Can you print the data exactly and leave out each image?
[start]
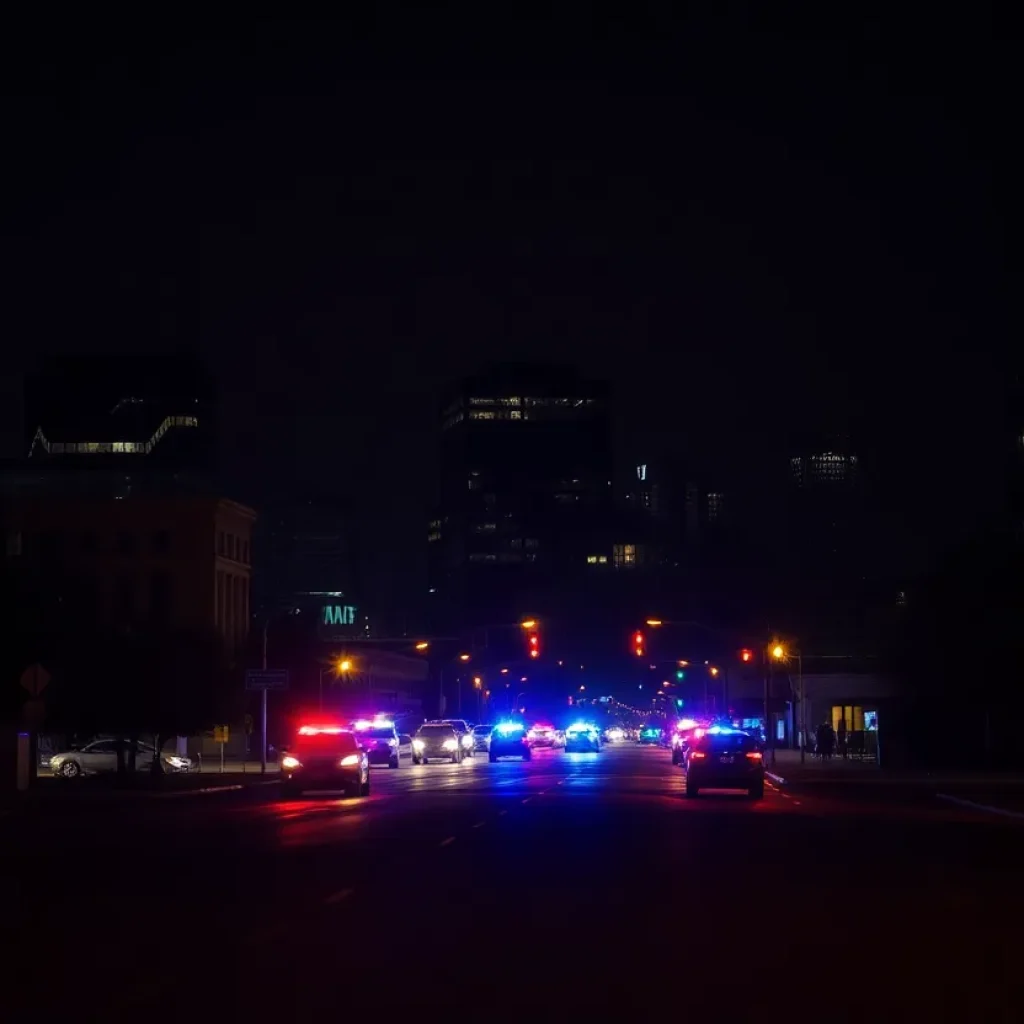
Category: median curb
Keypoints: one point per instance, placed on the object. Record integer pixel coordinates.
(985, 808)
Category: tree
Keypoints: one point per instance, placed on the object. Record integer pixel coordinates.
(144, 682)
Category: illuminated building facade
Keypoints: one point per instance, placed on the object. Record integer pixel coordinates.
(143, 561)
(119, 426)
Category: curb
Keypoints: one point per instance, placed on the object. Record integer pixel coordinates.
(987, 809)
(219, 788)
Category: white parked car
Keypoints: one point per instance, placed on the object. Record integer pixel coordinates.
(100, 757)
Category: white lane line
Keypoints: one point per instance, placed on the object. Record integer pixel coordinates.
(206, 790)
(987, 808)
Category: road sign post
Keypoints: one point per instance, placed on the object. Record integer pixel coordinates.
(221, 735)
(265, 679)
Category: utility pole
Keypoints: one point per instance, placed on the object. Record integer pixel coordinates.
(262, 697)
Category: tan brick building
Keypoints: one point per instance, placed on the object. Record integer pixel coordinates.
(174, 561)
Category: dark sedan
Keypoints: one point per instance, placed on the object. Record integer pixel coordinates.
(725, 759)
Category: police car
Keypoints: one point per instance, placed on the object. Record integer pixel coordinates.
(509, 739)
(325, 756)
(583, 737)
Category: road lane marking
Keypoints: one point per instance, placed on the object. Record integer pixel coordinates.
(986, 808)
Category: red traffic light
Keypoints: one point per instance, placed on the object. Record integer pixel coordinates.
(534, 644)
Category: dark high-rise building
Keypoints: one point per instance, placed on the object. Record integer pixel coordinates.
(302, 556)
(525, 492)
(119, 425)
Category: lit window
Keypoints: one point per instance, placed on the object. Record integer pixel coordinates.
(624, 555)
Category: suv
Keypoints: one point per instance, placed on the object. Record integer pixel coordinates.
(436, 739)
(725, 759)
(381, 743)
(465, 733)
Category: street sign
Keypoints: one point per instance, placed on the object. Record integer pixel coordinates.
(266, 679)
(34, 679)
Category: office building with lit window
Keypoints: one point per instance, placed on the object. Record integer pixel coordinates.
(525, 492)
(118, 426)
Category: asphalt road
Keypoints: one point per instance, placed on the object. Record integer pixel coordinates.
(571, 886)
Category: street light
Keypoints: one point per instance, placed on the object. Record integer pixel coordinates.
(339, 666)
(781, 654)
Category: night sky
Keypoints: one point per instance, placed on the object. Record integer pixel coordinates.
(753, 226)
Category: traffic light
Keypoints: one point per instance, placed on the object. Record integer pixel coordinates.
(534, 643)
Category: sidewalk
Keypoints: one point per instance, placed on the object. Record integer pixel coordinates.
(210, 767)
(787, 770)
(50, 792)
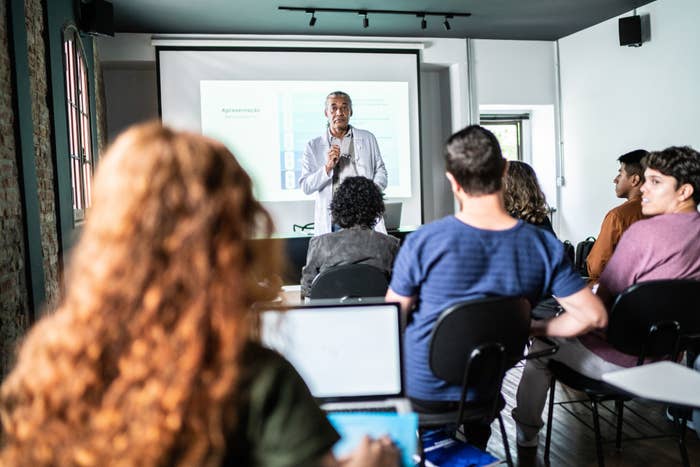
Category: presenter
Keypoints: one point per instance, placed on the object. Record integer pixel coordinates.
(342, 151)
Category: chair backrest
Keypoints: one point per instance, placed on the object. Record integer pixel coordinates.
(659, 303)
(349, 280)
(465, 326)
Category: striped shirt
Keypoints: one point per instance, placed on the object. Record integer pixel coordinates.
(447, 262)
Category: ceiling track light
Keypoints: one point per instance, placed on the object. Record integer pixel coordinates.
(423, 21)
(365, 20)
(312, 21)
(448, 15)
(446, 23)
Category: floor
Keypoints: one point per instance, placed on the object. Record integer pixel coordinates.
(573, 444)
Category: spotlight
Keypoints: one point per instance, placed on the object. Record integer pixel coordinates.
(423, 22)
(312, 20)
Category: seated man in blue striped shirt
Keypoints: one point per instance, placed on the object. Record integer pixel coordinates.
(479, 252)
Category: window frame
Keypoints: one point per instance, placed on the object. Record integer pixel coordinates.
(81, 157)
(508, 119)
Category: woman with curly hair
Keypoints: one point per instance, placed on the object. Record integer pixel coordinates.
(150, 358)
(523, 196)
(356, 207)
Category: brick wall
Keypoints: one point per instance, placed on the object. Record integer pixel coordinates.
(35, 24)
(14, 309)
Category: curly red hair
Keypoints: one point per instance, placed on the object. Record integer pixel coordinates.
(139, 364)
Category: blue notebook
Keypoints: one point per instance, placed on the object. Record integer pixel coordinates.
(352, 426)
(441, 450)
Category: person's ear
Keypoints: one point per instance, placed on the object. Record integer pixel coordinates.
(636, 180)
(685, 192)
(456, 188)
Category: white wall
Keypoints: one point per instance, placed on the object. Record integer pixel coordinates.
(514, 72)
(519, 77)
(616, 99)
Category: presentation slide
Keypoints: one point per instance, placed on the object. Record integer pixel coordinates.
(266, 104)
(267, 124)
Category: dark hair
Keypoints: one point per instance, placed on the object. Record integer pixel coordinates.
(474, 159)
(522, 194)
(633, 162)
(679, 162)
(357, 201)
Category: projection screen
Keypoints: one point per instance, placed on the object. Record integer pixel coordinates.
(266, 104)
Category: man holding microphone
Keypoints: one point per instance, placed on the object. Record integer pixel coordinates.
(343, 151)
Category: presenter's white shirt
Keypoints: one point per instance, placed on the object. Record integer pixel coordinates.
(314, 179)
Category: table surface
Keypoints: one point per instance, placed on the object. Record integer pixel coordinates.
(661, 381)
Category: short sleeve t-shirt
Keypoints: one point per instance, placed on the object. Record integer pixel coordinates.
(448, 262)
(280, 423)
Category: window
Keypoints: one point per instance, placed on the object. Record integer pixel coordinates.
(79, 122)
(509, 132)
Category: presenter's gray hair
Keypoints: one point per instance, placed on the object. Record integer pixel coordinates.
(342, 94)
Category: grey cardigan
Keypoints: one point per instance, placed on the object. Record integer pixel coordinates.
(356, 245)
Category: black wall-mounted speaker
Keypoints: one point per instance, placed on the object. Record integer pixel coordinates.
(630, 29)
(97, 18)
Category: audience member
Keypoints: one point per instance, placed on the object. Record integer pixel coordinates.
(479, 252)
(150, 359)
(356, 207)
(523, 196)
(662, 247)
(629, 180)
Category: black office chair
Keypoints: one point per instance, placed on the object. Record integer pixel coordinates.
(654, 319)
(472, 345)
(349, 281)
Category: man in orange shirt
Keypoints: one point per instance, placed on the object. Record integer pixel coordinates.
(629, 180)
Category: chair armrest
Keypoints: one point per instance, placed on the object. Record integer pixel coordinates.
(554, 348)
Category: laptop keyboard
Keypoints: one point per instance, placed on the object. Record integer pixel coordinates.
(387, 408)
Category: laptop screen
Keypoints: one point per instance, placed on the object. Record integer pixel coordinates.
(343, 352)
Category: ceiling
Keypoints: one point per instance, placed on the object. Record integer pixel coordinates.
(491, 19)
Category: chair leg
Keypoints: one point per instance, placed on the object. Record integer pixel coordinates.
(550, 412)
(598, 437)
(504, 437)
(681, 426)
(619, 407)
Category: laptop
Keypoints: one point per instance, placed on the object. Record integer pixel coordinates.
(392, 215)
(349, 355)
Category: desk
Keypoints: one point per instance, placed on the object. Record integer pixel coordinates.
(667, 382)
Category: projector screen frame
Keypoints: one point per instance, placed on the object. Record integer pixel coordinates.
(416, 52)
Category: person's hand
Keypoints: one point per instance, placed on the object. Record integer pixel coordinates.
(380, 452)
(332, 158)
[end]
* _In response_
Category: median curb
Keypoints: one point per instance, placed on the object. Record integer pixel coordinates.
(985, 808)
Category: tree
Keypoints: one point per instance, placed on the object. Record integer pixel coordinates.
(144, 682)
Category: illuminated building facade
Keypoints: one point per instance, placed on the object. Record integer pixel coordinates.
(143, 561)
(119, 426)
Category: curb
Keypoints: one point per instance, placed on the object. Record integer pixel coordinates.
(987, 809)
(219, 788)
Category: white parked car
Keypoints: one point per instance, placed on the object. Record integer pixel coordinates.
(100, 757)
Category: white lane line
Keypoints: one point per instance, placed on the object. Record integer pixel coordinates.
(206, 790)
(987, 808)
Category: road sign post
Keypoints: one point per instance, placed on the object. Record integer pixel coordinates.
(221, 735)
(265, 679)
Category: utility pole
Keypoints: one point per instance, placed on the object. Record integer pixel coordinates.
(262, 697)
Category: tan brick building
Keypoints: one point per instance, placed on the object. Record integer pixel coordinates.
(174, 561)
Category: dark sedan
Keypoints: one point per instance, placed on the object. Record integer pixel coordinates.
(725, 759)
Category: police car
Keypoints: one point per instance, placed on the object. Record integer pixel coordinates.
(509, 739)
(325, 756)
(583, 737)
Category: road lane marking
Keypoints: one point per instance, placed on the object. Record integer pixel coordinates.
(986, 808)
Category: red traffic light
Keypoints: one point per instance, placed on the object. Record integer pixel coordinates.
(534, 644)
Category: dark high-rise building
Keypoints: one point per instance, placed on the object. Record integer pixel coordinates.
(302, 556)
(525, 492)
(119, 425)
Category: lit window
Keypoints: one point per instance, placed on the object. Record integer pixel coordinates.
(624, 555)
Category: suv
Keypoints: one point per instance, placed on the object. Record integer pixel coordinates.
(436, 739)
(725, 759)
(381, 743)
(465, 733)
Category: street sign
Keypoints: one point per instance, placed on the object. Record integer pixel coordinates.
(266, 679)
(34, 679)
Category: office building with lit window
Keypoints: one point per instance, placed on the object. Record integer pixel coordinates.
(525, 492)
(118, 426)
Category: asphalt road
Keypoints: one point per instance, placed on the object. Record integer pixel coordinates.
(571, 886)
Category: street light
Keypoints: one point per instance, placed on the object. Record integer pixel coordinates.
(339, 666)
(781, 654)
Category: night sky
Keypoints: one point per instance, placed on the object. Record integer pixel coordinates.
(753, 226)
Category: traffic light
Keypoints: one point per instance, placed on the object. Record integer pixel coordinates.
(534, 643)
Category: sidewalk
Keypoints: one point per instance, placed on the object. Record integer pixel coordinates.
(210, 767)
(787, 770)
(50, 792)
Category: presenter
Keypoints: one point per instance, placed on the object. Record integer pixel coordinates.
(342, 151)
Category: chair backrest
Keypoints: one point per instance, placed on the object. Record integer pixel coordinates.
(659, 303)
(349, 280)
(465, 326)
Category: striped shirt
Keypoints: one point per instance, placed on the object. Record integer pixel coordinates.
(447, 262)
Category: ceiling track light
Keypoints: one point per instance, placed on the object. Record integer pixel coordinates.
(423, 21)
(365, 20)
(312, 21)
(448, 15)
(446, 23)
Category: floor
Keypoints: one point per instance, placed on the object. Record integer pixel coordinates.
(573, 444)
Category: spotlight
Keypoints: one point per instance, placed on the object. Record integer pixel coordinates.
(423, 22)
(312, 20)
Category: seated man in blue striped shirt
Keypoints: one point per instance, placed on the object. Record integer pixel coordinates.
(479, 252)
Category: window frame
Keypoints: one point per instance, placed on the object. Record integer pixel coordinates.
(81, 157)
(508, 119)
Category: woman with curly hair
Keypoints: one point per instance, placed on the object. Record integer pixel coordinates.
(150, 358)
(523, 196)
(356, 207)
Category: brick wall
Keypoints: one point per instance, placed on the object. Record integer pixel coordinates.
(35, 24)
(14, 309)
Category: curly red hair
Keypoints: one point per instance, placed on the object. Record integer pixel coordinates.
(139, 364)
Category: blue notebook
Keypoints: one point per instance, placed on the object. Record integer pixel coordinates.
(352, 426)
(441, 450)
Category: person's ear
Keypoints: one point per instance, placed on the object. Record integer pixel coordinates.
(636, 180)
(685, 192)
(456, 188)
Category: white wall
Keypoints: one point per instance, placed on the object. Record integer pixel coordinates.
(514, 72)
(519, 77)
(616, 99)
Category: presentation slide
Keypoints: one point per instance, placed on the object. Record integer pixel coordinates.
(266, 104)
(267, 124)
Category: dark hair
Keypoints: one point per instance, placed on the object. Record integer pixel coordinates.
(474, 159)
(522, 194)
(633, 162)
(679, 162)
(357, 201)
Category: projection screen
Keypoints: one point per instance, placed on the object. Record integer pixel coordinates.
(266, 104)
Category: man holding microphone
Keypoints: one point per instance, placed on the object. Record integer pixel coordinates.
(343, 151)
Category: presenter's white shirt
Keypoints: one point per instance, placed on the object. Record integer pixel coordinates.
(314, 179)
Category: table surface
Keypoints: one point per instance, placed on the object. Record integer pixel coordinates.
(661, 381)
Category: short sleeve t-shirt
Keypoints: one point per instance, placed on the object. Record integer pixel coordinates.
(448, 262)
(280, 423)
Category: window
Keypoints: one point per instance, placed on the object. Record integer pixel coordinates.
(79, 122)
(509, 132)
Category: presenter's gray hair
Keypoints: one point per instance, placed on the object. Record integer pixel coordinates.
(342, 94)
Category: grey cardigan
Keypoints: one point per instance, placed on the object. Record integer pixel coordinates.
(356, 245)
Category: black wall-mounted speaker
Keypoints: one point per instance, placed on the object. Record integer pixel coordinates.
(630, 29)
(97, 18)
Category: audience member
Keypoints: one point per instance, placed on the object. Record integer pixel coordinates.
(479, 252)
(150, 359)
(356, 207)
(523, 196)
(662, 247)
(629, 180)
Category: black office chair
Keypoints: one point per instance, placed on the object. Record integer pixel coordinates.
(654, 319)
(472, 345)
(349, 281)
Category: man in orange shirt
Keypoints: one point per instance, placed on the object. Record integer pixel coordinates.
(629, 180)
Category: chair armrest
Keypoints: one point per instance, placed on the object. Record integer pixel coordinates.
(554, 348)
Category: laptop keyboard
Keypoints: one point per instance, placed on the object. Record integer pixel coordinates.
(387, 408)
Category: laptop screen
Keypoints: one point per instance, placed on the object. Record integer pixel coordinates.
(343, 352)
Category: ceiling
Keypoints: one point per instance, placed on the object. Record integer pixel coordinates.
(491, 19)
Category: chair leg
Keypoints: one point per instance, placed on the object. Record integer pixel coordinates.
(550, 412)
(598, 437)
(504, 437)
(681, 426)
(619, 407)
Category: laptop
Keypoints: one point per instance, placed on the object. Record integer pixel coordinates.
(392, 215)
(349, 355)
Category: desk
Keypoints: one point per instance, placed on the object. Record integer pixel coordinates.
(667, 382)
Category: projector screen frame
Keypoints: one point per instance, placed on the object. Record integer pixel coordinates.
(416, 52)
Category: person's hand
Keypoints: one point per instance, placed on the object. Record integer pixel coordinates.
(380, 452)
(332, 158)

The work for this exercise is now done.